SOURCE DATA |
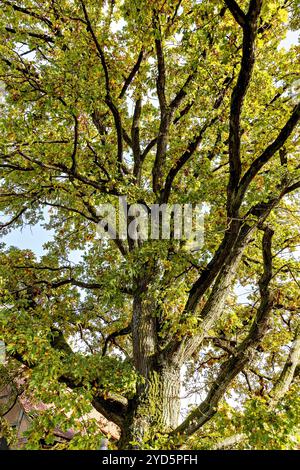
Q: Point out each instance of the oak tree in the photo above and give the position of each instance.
(161, 101)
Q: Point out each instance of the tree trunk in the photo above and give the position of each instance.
(156, 406)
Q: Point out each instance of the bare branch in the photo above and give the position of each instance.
(236, 11)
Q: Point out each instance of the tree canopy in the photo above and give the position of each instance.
(161, 101)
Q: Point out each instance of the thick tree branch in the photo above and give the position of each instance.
(237, 12)
(288, 372)
(268, 153)
(132, 74)
(173, 172)
(237, 99)
(244, 352)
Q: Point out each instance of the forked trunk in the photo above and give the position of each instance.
(156, 406)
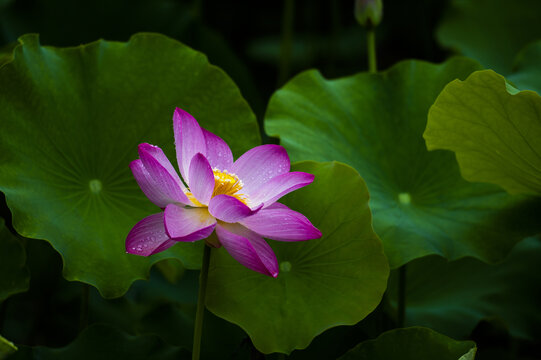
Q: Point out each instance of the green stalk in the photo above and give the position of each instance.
(371, 47)
(401, 296)
(201, 304)
(83, 314)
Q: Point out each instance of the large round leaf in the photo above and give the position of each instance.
(491, 31)
(105, 342)
(494, 133)
(338, 279)
(14, 275)
(415, 343)
(71, 122)
(420, 202)
(452, 297)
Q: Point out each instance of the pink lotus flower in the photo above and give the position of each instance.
(235, 198)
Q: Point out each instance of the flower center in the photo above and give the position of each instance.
(225, 183)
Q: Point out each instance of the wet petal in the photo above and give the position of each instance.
(188, 224)
(218, 152)
(160, 177)
(189, 140)
(280, 186)
(158, 154)
(259, 165)
(152, 188)
(201, 180)
(248, 248)
(148, 236)
(229, 209)
(281, 223)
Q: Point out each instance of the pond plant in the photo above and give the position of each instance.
(342, 212)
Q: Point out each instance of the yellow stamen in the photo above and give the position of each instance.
(225, 183)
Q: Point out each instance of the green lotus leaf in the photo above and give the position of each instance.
(494, 132)
(168, 310)
(71, 122)
(374, 122)
(527, 71)
(6, 348)
(452, 297)
(14, 275)
(105, 342)
(335, 280)
(414, 343)
(490, 31)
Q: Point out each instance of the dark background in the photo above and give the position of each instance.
(244, 38)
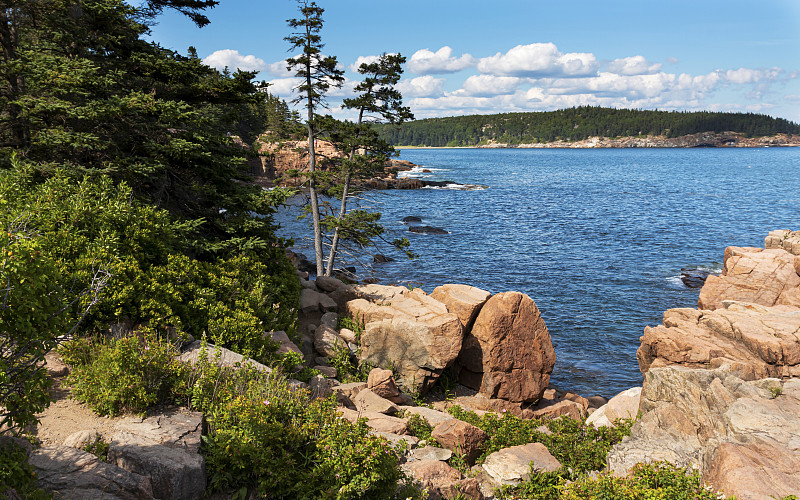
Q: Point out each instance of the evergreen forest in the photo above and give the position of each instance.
(576, 124)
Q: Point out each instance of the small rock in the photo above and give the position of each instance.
(348, 335)
(381, 382)
(427, 230)
(330, 319)
(432, 453)
(366, 400)
(327, 342)
(329, 283)
(513, 465)
(433, 417)
(460, 437)
(327, 371)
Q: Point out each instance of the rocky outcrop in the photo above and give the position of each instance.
(511, 466)
(699, 140)
(409, 331)
(508, 354)
(463, 300)
(767, 277)
(756, 341)
(623, 405)
(74, 474)
(742, 435)
(164, 448)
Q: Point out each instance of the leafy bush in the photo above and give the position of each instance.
(129, 374)
(30, 318)
(156, 278)
(656, 481)
(579, 447)
(277, 442)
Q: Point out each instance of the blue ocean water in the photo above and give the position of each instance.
(596, 237)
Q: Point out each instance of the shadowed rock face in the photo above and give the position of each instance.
(508, 354)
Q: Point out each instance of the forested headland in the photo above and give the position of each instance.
(575, 124)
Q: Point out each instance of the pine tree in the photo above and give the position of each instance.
(318, 73)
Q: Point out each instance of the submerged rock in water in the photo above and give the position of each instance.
(427, 230)
(694, 278)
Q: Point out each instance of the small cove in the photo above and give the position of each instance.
(596, 237)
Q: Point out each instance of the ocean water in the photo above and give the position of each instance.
(597, 238)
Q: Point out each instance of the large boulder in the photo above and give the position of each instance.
(623, 405)
(411, 332)
(765, 277)
(164, 448)
(72, 473)
(219, 355)
(742, 435)
(463, 300)
(756, 341)
(508, 354)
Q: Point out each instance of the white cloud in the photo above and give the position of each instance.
(745, 75)
(422, 86)
(233, 60)
(636, 65)
(425, 62)
(539, 60)
(489, 85)
(278, 68)
(283, 87)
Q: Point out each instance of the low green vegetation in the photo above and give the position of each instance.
(579, 447)
(576, 124)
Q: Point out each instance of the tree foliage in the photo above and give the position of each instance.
(575, 124)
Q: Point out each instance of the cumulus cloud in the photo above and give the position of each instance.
(425, 62)
(636, 65)
(422, 86)
(232, 59)
(489, 85)
(283, 87)
(539, 60)
(278, 68)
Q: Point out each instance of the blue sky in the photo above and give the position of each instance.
(468, 56)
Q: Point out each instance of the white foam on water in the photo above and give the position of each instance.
(458, 187)
(419, 172)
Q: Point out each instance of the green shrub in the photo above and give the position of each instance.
(656, 481)
(129, 374)
(579, 447)
(278, 443)
(31, 317)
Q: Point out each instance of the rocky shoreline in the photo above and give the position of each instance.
(721, 391)
(700, 140)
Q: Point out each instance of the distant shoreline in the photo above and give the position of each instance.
(701, 140)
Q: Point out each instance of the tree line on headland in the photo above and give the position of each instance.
(576, 124)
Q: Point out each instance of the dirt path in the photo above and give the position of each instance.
(66, 416)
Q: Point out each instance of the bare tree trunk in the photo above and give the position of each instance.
(312, 163)
(343, 208)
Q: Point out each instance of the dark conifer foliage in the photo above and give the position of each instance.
(575, 124)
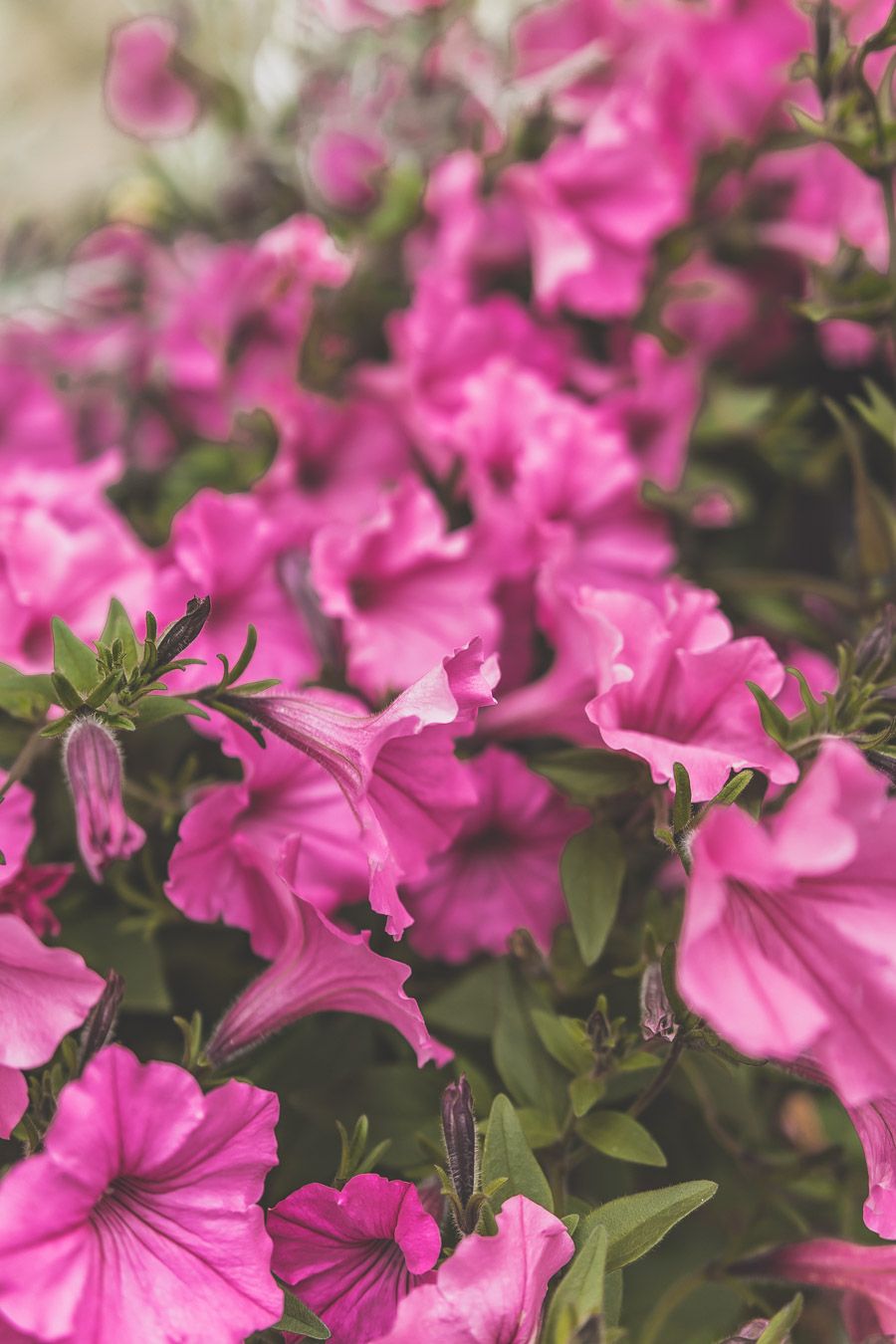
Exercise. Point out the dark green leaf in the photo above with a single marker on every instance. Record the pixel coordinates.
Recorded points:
(592, 870)
(638, 1222)
(73, 657)
(617, 1135)
(507, 1153)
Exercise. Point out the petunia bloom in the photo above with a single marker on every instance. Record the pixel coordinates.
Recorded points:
(493, 1287)
(144, 96)
(353, 1254)
(396, 768)
(788, 937)
(318, 968)
(92, 760)
(137, 1221)
(501, 871)
(45, 994)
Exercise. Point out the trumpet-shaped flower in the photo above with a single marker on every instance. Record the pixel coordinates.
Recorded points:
(493, 1287)
(137, 1221)
(353, 1254)
(790, 926)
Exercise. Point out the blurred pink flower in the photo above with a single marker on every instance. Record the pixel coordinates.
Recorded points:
(144, 96)
(493, 1287)
(45, 994)
(92, 761)
(318, 968)
(353, 1254)
(790, 926)
(501, 871)
(396, 769)
(137, 1220)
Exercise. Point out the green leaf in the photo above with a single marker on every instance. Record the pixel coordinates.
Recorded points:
(73, 657)
(579, 1296)
(564, 1039)
(526, 1067)
(24, 696)
(780, 1327)
(156, 709)
(584, 776)
(118, 628)
(299, 1319)
(681, 805)
(617, 1135)
(638, 1222)
(507, 1153)
(774, 721)
(591, 871)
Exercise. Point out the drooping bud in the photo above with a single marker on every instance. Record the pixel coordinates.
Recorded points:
(101, 1024)
(92, 763)
(181, 633)
(657, 1017)
(461, 1141)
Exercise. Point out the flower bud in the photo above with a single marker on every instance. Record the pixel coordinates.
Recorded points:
(461, 1140)
(92, 763)
(657, 1017)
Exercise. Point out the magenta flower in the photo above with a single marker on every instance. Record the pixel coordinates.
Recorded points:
(353, 1254)
(137, 1221)
(504, 862)
(92, 761)
(144, 96)
(319, 968)
(398, 769)
(493, 1287)
(864, 1273)
(45, 994)
(403, 586)
(790, 928)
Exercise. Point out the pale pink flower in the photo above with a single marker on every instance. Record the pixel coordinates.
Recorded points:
(790, 926)
(142, 93)
(596, 203)
(45, 994)
(318, 968)
(493, 1287)
(137, 1221)
(235, 830)
(501, 871)
(403, 587)
(92, 760)
(398, 769)
(353, 1254)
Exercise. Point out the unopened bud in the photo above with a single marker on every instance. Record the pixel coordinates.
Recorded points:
(181, 633)
(92, 763)
(101, 1024)
(657, 1017)
(461, 1140)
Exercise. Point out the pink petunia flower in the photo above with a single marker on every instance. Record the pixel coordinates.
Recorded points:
(137, 1221)
(45, 994)
(396, 769)
(790, 926)
(353, 1254)
(144, 96)
(501, 870)
(92, 761)
(318, 968)
(493, 1287)
(403, 586)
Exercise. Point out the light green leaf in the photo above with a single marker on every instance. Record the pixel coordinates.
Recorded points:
(73, 657)
(617, 1135)
(507, 1153)
(591, 871)
(635, 1224)
(580, 1292)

TASK DIRECTIONS | Format the data above as a Markdown table with the columns "No." and "Line". Begin at the line that contains "Exercise. Point out the petunia", stop after the line that contains "(137, 1220)", number each line in order, and leave out any blank lines.

COMPLETE RESPONSE |
| No. | Line |
|---|---|
| 1 | Exercise. Point out the petunia bloom in the photo above with a single marker on every instance. Record the pixel coordinates. |
| 2 | Recorded points: |
| 3 | (493, 1287) |
| 4 | (144, 96) |
| 5 | (353, 1254) |
| 6 | (396, 768) |
| 7 | (788, 937) |
| 8 | (318, 968) |
| 9 | (92, 760) |
| 10 | (137, 1221) |
| 11 | (501, 871) |
| 12 | (45, 994) |
| 13 | Exercise. Point out the trumpet-shaped flower in the photo above with a single marker on every instance. Record the pixel coordinates. |
| 14 | Recorded points: |
| 15 | (493, 1287) |
| 16 | (137, 1221) |
| 17 | (353, 1254) |
| 18 | (790, 926) |
| 19 | Exercise. Point out the blurred pink flower in the photo above with a single marker on every instance. Record the pixel coordinates. |
| 20 | Recorded points: |
| 21 | (144, 96) |
| 22 | (493, 1287) |
| 23 | (45, 994) |
| 24 | (92, 761) |
| 25 | (318, 968) |
| 26 | (353, 1254) |
| 27 | (790, 926) |
| 28 | (501, 871) |
| 29 | (396, 769) |
| 30 | (137, 1220) |